[Quoted text]
>> start

Table of Contents
- Introduction
- Pipes with magrittr
- nycflights13
- dplyr basics
- Filter rows with filter()
- Missing values
- Arrange rows with arrange()
- Select columns with select()
Introduction
Visualization is an important tool for insight generation, but it is rare that you get the data in exactly the right form you need. Often you’ll need to create some new variables or summaries, or maybe you just want to rename the variables or reorder the observations in order to make the data a little easier to work with. You’ll learn how to do all that in this notebook and next one, which will teach you how to transform your data using the dplyr package and a new dataset on flights departing New York City in 2013 (from nycflights13 package).
Pipes with magrittr 
The pipe, %>%, comes from the magrittr package. Packages in the tidyverse load %>% for you automatically, so you don’t usually load magrittr explicitly.
Pipe was designed to decrease development time and to improve readability of the code. magrittr provides a “pipe”-like operator, %>%, with which you may pipe a value forward into an expression or function call; something along the lines of x %>% f, rather than f(x).
Example:
mpg %>% nrow
[1] 234
Equivalent to nrow(mpg). You might ask why bother to learn a new syntax when the conventional f(x) works just fine; the answer is that pipes become very handy as the number of operations grow. For instance we will see later in this notebook that we can pipe multiple steps together, rather than saving them in temporary variables and reusing them. E.g., x %>% f %>% g %>% h rather than h(g(f(x))).
When using a pipe we can pass the primary object to the function by a pipe and define the secondary function parameters inside as we would normally do. The following code is equivalent to matrix(rnorm(10), ncol = 2):
10 %>%
rnorm %>%
matrix(ncol = 2)
[,1] [,2]
[1,] -0.5267131 0.5276985
[2,] -1.0095321 -2.1470418
[3,] 0.7301232 0.2334405
[4,] -0.1132265 -1.0269735
[5,] 1.1350027 1.4097968
Let’s make more random numbers and pipe a plot function at the end:
100 %>%
rnorm %>%
matrix(ncol = 2) %>%
plot

nycflights13
To explore the basic data manipulation verbs of dplyr, we’ll use nycflights13::flights. This data frame contains all 336,776 flights that departed from New York City in 2013. The data comes from the US Bureau of Transportation Statistics, and is documented in ?flights.
flights
dplyr basics
dplyr is a grammar of data transformation, providing a consistent set of verbs that help you solve the most common data transformation challenges:
filter() picks cases based on their values.
arrange() changes the ordering of the rows.
select() picks variables based on their names.

>> end

[Set task a]
Rewrite the rows from the line with "Trace the outline of every instance of the woman's" through the last line of the rows as a Markdown table with the columns "No." and "Line", numbering each line and leaving out blank lines.
The rows have no connection to the text above.

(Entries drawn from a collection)
>> start

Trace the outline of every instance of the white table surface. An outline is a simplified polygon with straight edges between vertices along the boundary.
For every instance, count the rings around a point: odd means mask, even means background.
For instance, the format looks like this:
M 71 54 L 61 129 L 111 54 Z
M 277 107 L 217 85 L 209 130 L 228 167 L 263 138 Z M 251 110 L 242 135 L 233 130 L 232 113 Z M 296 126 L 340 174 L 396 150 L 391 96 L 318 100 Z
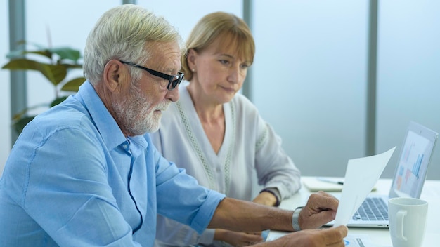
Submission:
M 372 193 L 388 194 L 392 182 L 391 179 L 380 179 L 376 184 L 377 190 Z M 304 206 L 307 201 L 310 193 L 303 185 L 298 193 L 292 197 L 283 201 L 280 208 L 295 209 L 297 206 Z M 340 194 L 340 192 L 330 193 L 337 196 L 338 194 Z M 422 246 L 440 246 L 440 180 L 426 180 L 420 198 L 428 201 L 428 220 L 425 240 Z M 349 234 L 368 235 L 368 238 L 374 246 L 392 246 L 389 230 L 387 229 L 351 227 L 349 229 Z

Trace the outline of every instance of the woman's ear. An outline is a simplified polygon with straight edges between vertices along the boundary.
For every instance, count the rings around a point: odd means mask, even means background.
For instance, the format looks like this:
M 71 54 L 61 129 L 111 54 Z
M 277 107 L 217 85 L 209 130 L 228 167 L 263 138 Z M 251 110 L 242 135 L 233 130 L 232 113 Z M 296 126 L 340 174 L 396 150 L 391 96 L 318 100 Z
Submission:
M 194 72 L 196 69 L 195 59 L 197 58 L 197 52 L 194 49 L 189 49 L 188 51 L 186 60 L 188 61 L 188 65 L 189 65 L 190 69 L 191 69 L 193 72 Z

>> end

[Set task b]
Answer these questions about the dplyr notebook:
(i) Which package does the %>% pipe come from?
(ii) How many flights does the nycflights13::flights data frame contain?
(iii) What does arrange() do?

[Written response a]
| No. | Line |
|---|---|
| 1 | Trace the outline of every instance of the woman's ear. An outline is a simplified polygon with straight edges between vertices along the boundary. |
| 2 | For every instance, count the rings around a point: odd means mask, even means background. |
| 3 | For instance, the format looks like this: |
| 4 | M 71 54 L 61 129 L 111 54 Z |
| 5 | M 277 107 L 217 85 L 209 130 L 228 167 L 263 138 Z M 251 110 L 242 135 L 233 130 L 232 113 Z M 296 126 L 340 174 L 396 150 L 391 96 L 318 100 Z |
| 6 | Submission: |
| 7 | M 194 72 L 196 69 L 195 59 L 197 58 L 197 52 L 194 49 L 189 49 L 188 51 L 186 60 L 188 61 L 188 65 L 189 65 L 190 69 L 191 69 L 193 72 Z |

[Written response b]
(i) The magrittr package.
(ii) 336,776 flights.
(iii) It changes the ordering of the rows.